Directions -
• A. For the article below on searching for signs of life in the desert, decide whether each statement agrees with it, answering yes or no and quoting the words that settle it: (i) The Ibn Battuta Centre of the International Research School of Planetary Sciences organized the field trip. (ii) The ancient seabed where the fossils were found dates back to the Cambrian Period. (iii) Viking's Labeled Release experiment added liquid nutrients to martian soil.
• B. Carry on the article below about seeking life's imprint in desert sand, starting right after its last sentence.

Source extract -
* * * * * * *

Seeking life's imprint in shifting desert sand

A group of scientists are hunched over, their eyes intently scanning the jumble of rocks on the ground. Every now and then, someone picks one up for closer inspection, turning it over and over again in their hand.

Occasional comments ring out in the still desert air:

“Is this one?”
“Hmm.. This probably isn’t anything...”
“Look at that -- you found a good one!”

We were hunting for fossils in an ancient seabed that dates back to the Devonian Period, roughly 400 million years ago. At our feet, rock fragments are embedded with trilobites, brachiopods, corals and other sea creatures both extinct and still existing in the oceans today. Although some of the fossils look quite alien, they are unmistakably remnants of life.

This field trip in the Morocco desert was organized by the International Research School of Planetary Sciences’s Ibn Battuta Centre. The various locations we visited were meant to illustrate how this region of Africa has many similarities to the alien landscape of Mars.

Finding evidence for life on Mars will entail much more than scooping fossils up from the arid surface. Most scientists think that if Mars ever had life, it was microbial, and special instruments will be needed to detect it. Deep-digging drills will be required to access any possible remains, since they might be buried in marine sediments dating back to 3.5 billion years ago. Such drills also could help us discover whether life exists on Mars today, surviving in underground reservoirs where it would be protected from the harsh surface conditions.

It’s still just a hypothesis that the surface of Mars was once awash with liquid water, but over the past 40 years different missions have gathered a compelling amount of evidence that supports this scenario.

Whether life ever existed on Mars, however, is still an open question.

NASA’s first search for life on Mars took place in the 1970s, as part of the Viking mission. Looking for chemical signs of existing microbial life, Viking’s Labeled Release experiment added liquid nutrients to martian soil. The presumption was that any microbes living in the soil would eat the nutrients and expel certain gases as a waste product. Scientists are still arguing about the results, but most think the instantaneous gas release that occurred was due to a purely chemical reaction, since life presumably would need more time to process food.

* * * * * * *

Exercise data -

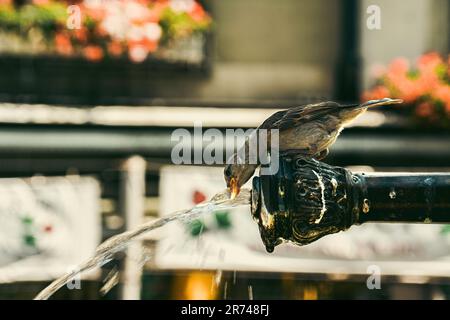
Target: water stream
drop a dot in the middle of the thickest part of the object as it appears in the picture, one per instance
(105, 252)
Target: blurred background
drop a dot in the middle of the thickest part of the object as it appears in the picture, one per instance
(91, 91)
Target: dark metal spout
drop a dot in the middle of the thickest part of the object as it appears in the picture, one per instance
(308, 199)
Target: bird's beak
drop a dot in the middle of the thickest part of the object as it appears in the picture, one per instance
(234, 188)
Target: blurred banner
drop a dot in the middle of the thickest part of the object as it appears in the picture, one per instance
(47, 226)
(229, 240)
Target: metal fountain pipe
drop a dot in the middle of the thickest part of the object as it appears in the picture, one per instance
(307, 199)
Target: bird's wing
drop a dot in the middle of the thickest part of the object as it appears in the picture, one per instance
(301, 114)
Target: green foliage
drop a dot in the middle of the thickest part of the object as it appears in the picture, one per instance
(45, 17)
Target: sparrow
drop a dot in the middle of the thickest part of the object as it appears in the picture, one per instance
(307, 130)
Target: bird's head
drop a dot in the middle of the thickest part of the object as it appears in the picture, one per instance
(236, 174)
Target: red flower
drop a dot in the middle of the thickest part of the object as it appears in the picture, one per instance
(198, 197)
(115, 48)
(197, 13)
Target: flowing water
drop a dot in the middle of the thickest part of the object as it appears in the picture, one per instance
(105, 252)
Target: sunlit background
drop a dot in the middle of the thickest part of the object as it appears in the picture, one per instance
(91, 91)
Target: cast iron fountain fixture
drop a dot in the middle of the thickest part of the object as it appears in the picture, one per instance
(307, 199)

* * * * * * *

Task-by-task outputs -
• A.
(i) Yes: "This field trip in the Morocco desert was organized by the International Research School of Planetary Sciences’s Ibn Battuta Centre."
(ii) No: "an ancient seabed that dates back to the Devonian Period, roughly 400 million years ago"
(iii) Yes: "Viking’s Labeled Release experiment added liquid nutrients to martian soil."

• B.
The controversial Viking experiment caused NASA to turn to the basics, and look for the liquid water and organic molecules that life on Earth needs for its survival. That’s been the focus of missions like the Phoenix lander, the Mars Exploration Rovers Spirit and Opportunity, and various satellites such as the Mars Reconnaissance Orbiter.

The search for life itself will begin again with the Mars Science Laboratory, scheduled for launch this year. MSL, renamed “Curiosity” rover, will look for biosignatures and evidence of microbial metabolisms. The planned 2016 and 2018 ExoMars missions, joint ventures of NASA and the European Space Agency, also will hunt for life on Mars.

Reading Life’s Signature

Our fossil-hunting grounds in Morocco included mud mounds that -- although today high and dry -- were born in a relatively shallow sea. Such submarine mud volcanoes can be the result of gas escaping from underneath Earth’s crust, forcing great quantities of liquid and fine-grained rock to the surface.

To my eyes, the mounds looked like ogres in a science fiction film, the ancient vents forming drooping eyes and a sagging, crumbling mouth. The monstrous mounds remained mute during our visit, but scientists are trying to learn their story by other means.

A vein of travertine, for instance, is a clue that at least one of the mounds we visited had a hydrothermal origin. Other mounds may have been built by so-called “cold seeps,” which have milder temperatures. Several mounds are lined up in a row, indicating they bubbled up along a natural fault in the Earth’s crust. First identified by scientists in the 1930s, many of the Morocco mounds are made of carbonate mud (The term “mud” refers to the grain size of the rocks -- micrite and fine-silt -- rather than a composition of sediment mixed with clay).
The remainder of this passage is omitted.